Segmentation annotation items
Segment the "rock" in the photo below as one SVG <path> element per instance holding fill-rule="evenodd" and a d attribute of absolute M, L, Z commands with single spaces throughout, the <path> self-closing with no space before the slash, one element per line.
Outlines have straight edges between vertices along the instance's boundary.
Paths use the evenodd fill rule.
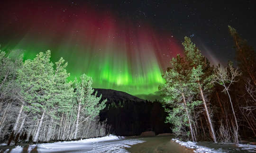
<path fill-rule="evenodd" d="M 156 135 L 156 136 L 174 136 L 173 133 L 161 133 Z"/>
<path fill-rule="evenodd" d="M 252 144 L 252 145 L 256 145 L 256 142 L 251 142 L 250 143 L 249 143 L 249 144 Z"/>
<path fill-rule="evenodd" d="M 146 131 L 141 133 L 140 136 L 155 136 L 155 134 L 154 131 Z"/>
<path fill-rule="evenodd" d="M 249 141 L 247 140 L 241 140 L 239 141 L 239 144 L 248 144 L 249 143 Z"/>

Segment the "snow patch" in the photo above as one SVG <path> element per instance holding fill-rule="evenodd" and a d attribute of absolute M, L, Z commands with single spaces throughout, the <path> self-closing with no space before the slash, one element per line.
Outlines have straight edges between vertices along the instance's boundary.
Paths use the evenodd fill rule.
<path fill-rule="evenodd" d="M 238 146 L 242 150 L 247 150 L 249 152 L 256 153 L 256 145 L 252 144 L 238 144 Z"/>
<path fill-rule="evenodd" d="M 176 143 L 178 143 L 181 145 L 184 146 L 188 148 L 193 149 L 194 152 L 195 153 L 221 153 L 221 151 L 216 150 L 214 149 L 210 148 L 205 146 L 202 146 L 201 145 L 198 145 L 196 144 L 196 143 L 188 141 L 188 142 L 183 142 L 182 141 L 178 140 L 176 139 L 173 138 L 172 139 L 173 141 L 174 141 Z"/>
<path fill-rule="evenodd" d="M 125 139 L 124 136 L 112 135 L 101 137 L 81 139 L 78 141 L 57 142 L 53 143 L 30 145 L 27 151 L 30 153 L 36 148 L 40 153 L 67 152 L 72 153 L 124 153 L 126 147 L 144 142 L 136 139 Z M 21 153 L 22 147 L 17 146 L 10 153 Z"/>

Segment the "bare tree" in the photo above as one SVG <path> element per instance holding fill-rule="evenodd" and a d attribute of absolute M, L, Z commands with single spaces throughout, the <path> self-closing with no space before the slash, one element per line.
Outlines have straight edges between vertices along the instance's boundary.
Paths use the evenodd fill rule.
<path fill-rule="evenodd" d="M 236 124 L 236 128 L 234 129 L 235 143 L 238 144 L 238 121 L 237 120 L 237 118 L 236 117 L 236 114 L 235 113 L 235 111 L 234 110 L 229 90 L 230 85 L 233 83 L 238 81 L 238 80 L 236 79 L 237 76 L 241 76 L 242 74 L 241 72 L 238 71 L 238 68 L 235 68 L 233 67 L 232 63 L 231 62 L 229 62 L 228 67 L 226 67 L 224 68 L 221 68 L 220 66 L 219 65 L 217 66 L 214 71 L 215 75 L 213 76 L 213 83 L 217 83 L 218 84 L 223 86 L 224 88 L 222 92 L 226 92 L 229 96 L 232 111 L 233 112 L 233 115 L 234 116 L 235 122 Z"/>

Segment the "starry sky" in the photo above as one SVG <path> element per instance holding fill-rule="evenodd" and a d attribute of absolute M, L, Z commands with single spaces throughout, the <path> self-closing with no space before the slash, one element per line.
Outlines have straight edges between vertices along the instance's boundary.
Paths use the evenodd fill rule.
<path fill-rule="evenodd" d="M 0 5 L 2 50 L 25 59 L 50 50 L 70 79 L 85 73 L 94 87 L 149 94 L 190 37 L 213 64 L 234 60 L 228 25 L 256 47 L 254 0 L 9 0 Z"/>

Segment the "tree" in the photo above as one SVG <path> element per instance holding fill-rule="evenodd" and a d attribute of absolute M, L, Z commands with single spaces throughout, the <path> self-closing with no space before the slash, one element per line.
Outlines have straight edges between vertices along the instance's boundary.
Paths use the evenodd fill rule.
<path fill-rule="evenodd" d="M 247 44 L 246 40 L 240 37 L 235 29 L 230 26 L 228 27 L 235 42 L 237 59 L 243 75 L 248 76 L 256 85 L 256 53 L 253 48 Z"/>
<path fill-rule="evenodd" d="M 238 84 L 237 88 L 244 87 L 244 90 L 237 93 L 242 99 L 239 101 L 239 110 L 247 120 L 249 128 L 255 136 L 256 136 L 256 122 L 255 115 L 256 109 L 255 107 L 256 100 L 256 52 L 252 46 L 249 46 L 247 41 L 241 38 L 237 30 L 230 26 L 229 30 L 235 42 L 236 60 L 239 70 L 242 72 L 240 77 L 240 84 Z M 239 86 L 240 85 L 241 86 Z M 245 112 L 244 112 L 245 111 Z"/>
<path fill-rule="evenodd" d="M 97 92 L 94 94 L 92 94 L 94 90 L 91 87 L 92 79 L 91 77 L 83 74 L 80 76 L 80 81 L 77 80 L 75 81 L 75 99 L 78 108 L 74 139 L 76 139 L 78 132 L 81 111 L 83 110 L 85 110 L 85 114 L 87 116 L 85 119 L 90 117 L 93 118 L 98 115 L 100 111 L 105 108 L 105 103 L 107 101 L 107 100 L 105 100 L 99 103 L 101 95 L 97 97 Z"/>
<path fill-rule="evenodd" d="M 190 113 L 200 102 L 192 101 L 195 86 L 190 81 L 189 71 L 183 58 L 178 54 L 170 62 L 172 67 L 163 76 L 165 83 L 159 87 L 162 93 L 168 96 L 164 102 L 165 110 L 168 113 L 166 122 L 174 125 L 173 131 L 177 136 L 184 135 L 183 133 L 186 133 L 185 127 L 188 127 L 192 140 L 196 141 Z M 172 110 L 168 108 L 168 105 L 173 108 Z M 188 105 L 192 107 L 190 108 Z"/>
<path fill-rule="evenodd" d="M 42 115 L 33 141 L 37 142 L 43 120 L 48 109 L 54 107 L 54 70 L 50 61 L 51 51 L 40 52 L 34 60 L 26 60 L 18 71 L 18 82 L 20 84 L 20 95 L 26 109 Z"/>
<path fill-rule="evenodd" d="M 192 79 L 192 81 L 194 81 L 194 82 L 197 84 L 209 124 L 210 131 L 211 133 L 213 141 L 217 143 L 213 126 L 203 94 L 204 90 L 209 92 L 211 87 L 210 83 L 213 67 L 210 66 L 209 60 L 202 55 L 200 51 L 196 47 L 195 44 L 192 42 L 190 38 L 185 37 L 184 41 L 182 44 L 184 48 L 185 60 L 190 65 L 190 67 L 187 68 L 191 70 L 191 79 Z M 202 89 L 202 87 L 203 88 Z"/>
<path fill-rule="evenodd" d="M 7 117 L 7 111 L 11 105 L 9 101 L 13 102 L 17 99 L 18 97 L 16 95 L 16 92 L 19 88 L 18 84 L 16 83 L 15 80 L 17 77 L 17 70 L 22 65 L 23 57 L 19 56 L 16 51 L 12 51 L 14 53 L 17 53 L 17 55 L 14 57 L 10 56 L 9 54 L 7 56 L 5 52 L 0 50 L 0 109 L 6 106 L 3 109 L 4 113 L 0 120 L 0 131 L 3 128 L 4 122 Z M 15 124 L 13 125 L 12 132 L 14 136 L 16 135 L 23 107 L 22 104 Z"/>
<path fill-rule="evenodd" d="M 229 102 L 230 103 L 234 119 L 235 119 L 235 123 L 236 123 L 236 128 L 234 129 L 235 143 L 238 143 L 238 126 L 237 120 L 237 117 L 234 110 L 234 107 L 231 101 L 231 98 L 229 91 L 230 85 L 235 82 L 238 81 L 236 80 L 237 76 L 241 75 L 241 73 L 239 72 L 238 69 L 234 68 L 232 66 L 232 64 L 229 62 L 228 64 L 228 67 L 225 68 L 221 68 L 219 65 L 214 70 L 215 74 L 213 76 L 213 83 L 216 83 L 224 87 L 224 89 L 222 92 L 226 92 L 229 96 Z"/>

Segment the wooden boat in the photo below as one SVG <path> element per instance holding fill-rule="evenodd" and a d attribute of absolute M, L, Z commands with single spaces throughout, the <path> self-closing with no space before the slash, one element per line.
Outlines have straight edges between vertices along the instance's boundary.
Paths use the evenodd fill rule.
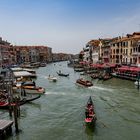
<path fill-rule="evenodd" d="M 30 93 L 30 94 L 43 94 L 45 93 L 45 89 L 43 87 L 36 86 L 35 82 L 28 81 L 22 82 L 19 84 L 14 85 L 13 87 L 14 92 L 17 93 Z"/>
<path fill-rule="evenodd" d="M 111 78 L 112 78 L 112 76 L 109 75 L 109 74 L 106 74 L 106 75 L 103 76 L 103 80 L 104 80 L 104 81 L 105 81 L 105 80 L 109 80 L 109 79 L 111 79 Z"/>
<path fill-rule="evenodd" d="M 82 85 L 84 87 L 93 86 L 93 83 L 91 81 L 84 80 L 83 78 L 80 78 L 80 79 L 76 80 L 76 84 Z"/>
<path fill-rule="evenodd" d="M 61 73 L 61 72 L 57 72 L 57 74 L 58 74 L 59 76 L 64 76 L 64 77 L 69 76 L 69 74 L 64 74 L 64 73 Z"/>
<path fill-rule="evenodd" d="M 94 125 L 96 120 L 97 118 L 94 112 L 94 104 L 90 96 L 85 108 L 85 123 L 88 125 Z"/>
<path fill-rule="evenodd" d="M 54 76 L 50 76 L 49 75 L 48 80 L 49 81 L 52 81 L 52 82 L 56 82 L 57 81 L 57 77 L 54 77 Z"/>
<path fill-rule="evenodd" d="M 25 99 L 19 101 L 19 106 L 24 105 L 26 103 Z M 8 101 L 0 101 L 0 109 L 9 109 L 9 106 L 15 106 L 16 103 L 9 104 Z"/>
<path fill-rule="evenodd" d="M 38 96 L 35 96 L 35 97 L 23 97 L 19 102 L 18 102 L 18 105 L 21 106 L 21 105 L 24 105 L 26 103 L 29 103 L 31 101 L 34 101 L 38 98 L 40 98 L 41 95 L 38 95 Z M 13 102 L 11 104 L 8 103 L 7 100 L 3 100 L 3 101 L 0 101 L 0 109 L 9 109 L 9 106 L 15 106 L 16 103 Z"/>

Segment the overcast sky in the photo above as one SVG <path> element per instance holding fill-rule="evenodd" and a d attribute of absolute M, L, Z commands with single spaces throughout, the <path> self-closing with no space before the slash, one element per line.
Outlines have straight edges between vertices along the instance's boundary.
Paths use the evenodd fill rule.
<path fill-rule="evenodd" d="M 13 45 L 79 53 L 91 39 L 140 31 L 140 0 L 0 0 L 0 36 Z"/>

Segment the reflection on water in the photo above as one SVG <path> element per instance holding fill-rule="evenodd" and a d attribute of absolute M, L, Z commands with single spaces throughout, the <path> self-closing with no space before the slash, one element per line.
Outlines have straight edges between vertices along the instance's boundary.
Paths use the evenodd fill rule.
<path fill-rule="evenodd" d="M 69 78 L 59 77 L 56 74 L 59 70 L 69 73 Z M 140 91 L 132 81 L 96 79 L 92 80 L 91 88 L 79 87 L 75 81 L 80 74 L 68 68 L 66 62 L 48 64 L 36 71 L 37 85 L 45 87 L 46 93 L 21 107 L 19 128 L 22 131 L 8 140 L 139 139 Z M 49 82 L 46 78 L 49 74 L 58 77 L 58 81 Z M 94 129 L 84 124 L 84 107 L 89 96 L 92 96 L 97 116 Z M 0 110 L 0 119 L 3 118 L 9 119 L 9 114 Z"/>

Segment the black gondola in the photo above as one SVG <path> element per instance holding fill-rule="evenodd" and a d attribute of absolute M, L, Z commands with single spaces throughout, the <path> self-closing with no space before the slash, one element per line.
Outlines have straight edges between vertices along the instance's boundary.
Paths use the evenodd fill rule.
<path fill-rule="evenodd" d="M 69 76 L 69 74 L 64 74 L 64 73 L 61 73 L 61 72 L 57 72 L 57 74 L 58 74 L 59 76 L 64 76 L 64 77 Z"/>

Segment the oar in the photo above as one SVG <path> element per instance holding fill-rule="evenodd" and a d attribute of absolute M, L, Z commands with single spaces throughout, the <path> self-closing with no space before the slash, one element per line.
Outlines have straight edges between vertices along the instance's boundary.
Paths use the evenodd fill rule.
<path fill-rule="evenodd" d="M 103 123 L 101 120 L 99 120 L 98 122 L 100 122 L 104 127 L 108 127 L 105 123 Z"/>

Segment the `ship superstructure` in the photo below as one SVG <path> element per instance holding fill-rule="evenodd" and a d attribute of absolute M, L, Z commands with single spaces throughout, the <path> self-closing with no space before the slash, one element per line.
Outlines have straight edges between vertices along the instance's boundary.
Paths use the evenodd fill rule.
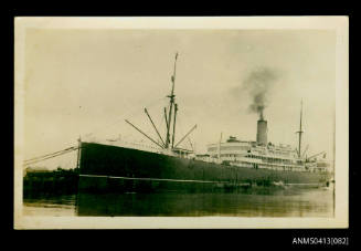
<path fill-rule="evenodd" d="M 208 145 L 209 158 L 206 161 L 223 163 L 232 166 L 243 166 L 248 168 L 266 168 L 272 170 L 287 171 L 327 171 L 328 165 L 320 165 L 316 161 L 315 156 L 306 157 L 301 153 L 301 116 L 298 148 L 293 148 L 290 145 L 275 145 L 267 142 L 267 121 L 261 114 L 257 121 L 256 142 L 238 140 L 236 137 L 230 136 L 225 143 Z M 318 155 L 325 153 L 319 153 Z M 322 161 L 326 164 L 326 161 Z"/>
<path fill-rule="evenodd" d="M 194 125 L 176 143 L 176 54 L 172 87 L 164 114 L 167 133 L 162 137 L 148 111 L 145 113 L 158 135 L 155 139 L 131 122 L 136 130 L 153 143 L 153 147 L 134 143 L 81 142 L 77 167 L 79 189 L 91 191 L 213 191 L 238 188 L 245 184 L 273 182 L 319 185 L 329 180 L 330 172 L 320 171 L 315 161 L 307 160 L 300 150 L 290 146 L 275 146 L 267 142 L 267 121 L 257 122 L 257 140 L 242 142 L 230 137 L 225 143 L 208 146 L 208 155 L 195 156 L 193 149 L 180 144 L 197 128 Z M 300 129 L 301 132 L 301 129 Z M 300 133 L 301 135 L 301 133 Z"/>

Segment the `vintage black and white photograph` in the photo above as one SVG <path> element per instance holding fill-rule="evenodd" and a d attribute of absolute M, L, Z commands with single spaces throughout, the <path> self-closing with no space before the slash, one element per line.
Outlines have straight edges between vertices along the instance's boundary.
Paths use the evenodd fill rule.
<path fill-rule="evenodd" d="M 17 228 L 348 227 L 346 17 L 14 34 Z"/>

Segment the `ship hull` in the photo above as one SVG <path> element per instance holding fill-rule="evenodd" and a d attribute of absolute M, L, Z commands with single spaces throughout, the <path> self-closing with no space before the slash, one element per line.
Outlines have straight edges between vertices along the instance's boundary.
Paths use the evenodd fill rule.
<path fill-rule="evenodd" d="M 282 171 L 224 166 L 138 149 L 82 143 L 79 190 L 216 191 L 249 186 L 325 185 L 329 172 Z"/>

AIM OF THE EXERCISE: Copy the lines above word for word, starting at the line that contains "Segment the wooden" and ending at the line that contains "54 76 L 50 76", with both of those lines included. Leave the pictures out of your answer.

ANSWER TO THE TASK:
Segment the wooden boat in the photo below as one SVG <path> element per instance holding fill-rule="evenodd" and a d attribute of absolute M, L, Z commands with single spaces throughout, the <path> self-closing with no space before the slash, one element per line.
Outlines have straight edges between vertices along the instance's boundary.
Paths use the evenodd fill rule.
<path fill-rule="evenodd" d="M 30 93 L 30 94 L 43 94 L 45 93 L 45 89 L 43 87 L 36 86 L 35 82 L 28 81 L 22 82 L 19 84 L 14 85 L 13 87 L 14 92 L 17 93 Z"/>
<path fill-rule="evenodd" d="M 111 78 L 112 78 L 112 76 L 109 75 L 109 74 L 106 74 L 106 75 L 103 76 L 103 80 L 104 80 L 104 81 L 105 81 L 105 80 L 109 80 L 109 79 L 111 79 Z"/>
<path fill-rule="evenodd" d="M 82 85 L 84 87 L 93 86 L 93 83 L 91 81 L 84 80 L 83 78 L 80 78 L 80 79 L 76 80 L 76 84 Z"/>
<path fill-rule="evenodd" d="M 61 73 L 61 72 L 57 72 L 57 74 L 58 74 L 59 76 L 64 76 L 64 77 L 69 76 L 69 74 L 64 74 L 64 73 Z"/>
<path fill-rule="evenodd" d="M 94 125 L 96 120 L 97 118 L 94 112 L 94 104 L 90 96 L 85 108 L 85 123 L 88 125 Z"/>
<path fill-rule="evenodd" d="M 54 76 L 50 76 L 49 75 L 48 80 L 49 81 L 52 81 L 52 82 L 56 82 L 57 81 L 57 77 L 54 77 Z"/>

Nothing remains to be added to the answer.